- [TASK REQUIREMENTS] Counting task for the data below: how many lines hold the word "cabinet"? Answer with the number only.

- [MATERIAL TO PROCESS]
+---+

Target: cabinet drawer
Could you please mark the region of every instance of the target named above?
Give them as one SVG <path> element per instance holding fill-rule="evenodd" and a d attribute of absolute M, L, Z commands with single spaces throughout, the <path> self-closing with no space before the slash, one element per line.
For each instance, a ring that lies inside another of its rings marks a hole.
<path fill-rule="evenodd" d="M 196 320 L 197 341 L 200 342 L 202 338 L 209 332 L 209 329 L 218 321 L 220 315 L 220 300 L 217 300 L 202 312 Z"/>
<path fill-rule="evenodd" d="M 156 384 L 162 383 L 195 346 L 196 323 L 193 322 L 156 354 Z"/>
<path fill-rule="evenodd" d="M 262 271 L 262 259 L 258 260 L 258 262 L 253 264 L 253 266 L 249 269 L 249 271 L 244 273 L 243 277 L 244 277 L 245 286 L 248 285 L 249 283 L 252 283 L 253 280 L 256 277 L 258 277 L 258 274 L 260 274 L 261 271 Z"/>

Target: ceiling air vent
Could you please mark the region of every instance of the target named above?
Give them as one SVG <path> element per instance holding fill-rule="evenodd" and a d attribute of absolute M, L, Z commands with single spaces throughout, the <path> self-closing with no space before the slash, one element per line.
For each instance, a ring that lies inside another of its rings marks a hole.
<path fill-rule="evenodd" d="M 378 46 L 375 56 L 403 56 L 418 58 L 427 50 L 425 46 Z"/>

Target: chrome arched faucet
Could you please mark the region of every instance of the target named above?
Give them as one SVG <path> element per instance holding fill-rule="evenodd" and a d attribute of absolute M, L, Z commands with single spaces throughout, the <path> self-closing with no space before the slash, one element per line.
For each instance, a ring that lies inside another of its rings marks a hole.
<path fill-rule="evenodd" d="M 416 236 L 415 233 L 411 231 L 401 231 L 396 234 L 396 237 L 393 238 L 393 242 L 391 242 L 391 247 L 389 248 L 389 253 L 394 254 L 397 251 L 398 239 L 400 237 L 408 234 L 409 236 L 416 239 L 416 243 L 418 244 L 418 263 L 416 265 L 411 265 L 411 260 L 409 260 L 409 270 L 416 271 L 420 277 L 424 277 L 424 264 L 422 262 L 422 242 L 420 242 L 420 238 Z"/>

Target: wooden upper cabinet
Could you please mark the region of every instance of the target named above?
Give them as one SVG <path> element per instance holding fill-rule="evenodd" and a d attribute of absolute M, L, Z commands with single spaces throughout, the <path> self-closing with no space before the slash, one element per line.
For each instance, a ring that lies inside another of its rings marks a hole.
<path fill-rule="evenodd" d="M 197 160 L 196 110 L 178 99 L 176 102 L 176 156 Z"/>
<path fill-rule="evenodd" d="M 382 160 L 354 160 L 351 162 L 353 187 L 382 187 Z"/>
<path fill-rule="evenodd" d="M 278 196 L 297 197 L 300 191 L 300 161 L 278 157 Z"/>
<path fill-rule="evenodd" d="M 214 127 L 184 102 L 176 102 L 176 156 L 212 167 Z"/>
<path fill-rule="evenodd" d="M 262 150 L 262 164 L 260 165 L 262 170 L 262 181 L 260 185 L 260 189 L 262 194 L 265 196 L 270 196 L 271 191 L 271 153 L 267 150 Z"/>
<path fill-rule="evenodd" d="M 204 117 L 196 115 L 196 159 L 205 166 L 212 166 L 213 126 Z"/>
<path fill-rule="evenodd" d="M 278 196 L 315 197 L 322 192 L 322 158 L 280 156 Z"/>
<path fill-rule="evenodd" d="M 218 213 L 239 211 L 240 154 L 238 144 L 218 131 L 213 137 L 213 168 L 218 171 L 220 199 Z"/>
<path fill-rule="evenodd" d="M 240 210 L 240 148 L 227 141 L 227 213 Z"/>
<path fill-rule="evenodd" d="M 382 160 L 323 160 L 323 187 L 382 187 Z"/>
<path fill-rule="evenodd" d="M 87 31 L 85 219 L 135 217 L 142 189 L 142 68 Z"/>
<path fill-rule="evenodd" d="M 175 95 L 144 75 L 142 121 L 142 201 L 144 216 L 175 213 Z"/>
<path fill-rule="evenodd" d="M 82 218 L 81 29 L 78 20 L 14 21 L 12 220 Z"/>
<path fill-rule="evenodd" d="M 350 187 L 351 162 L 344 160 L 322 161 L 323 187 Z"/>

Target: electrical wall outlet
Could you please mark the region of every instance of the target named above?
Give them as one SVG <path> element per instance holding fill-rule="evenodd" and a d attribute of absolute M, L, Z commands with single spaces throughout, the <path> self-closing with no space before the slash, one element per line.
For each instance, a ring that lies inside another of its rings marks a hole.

+---+

- [SOLVED EXERCISE] 2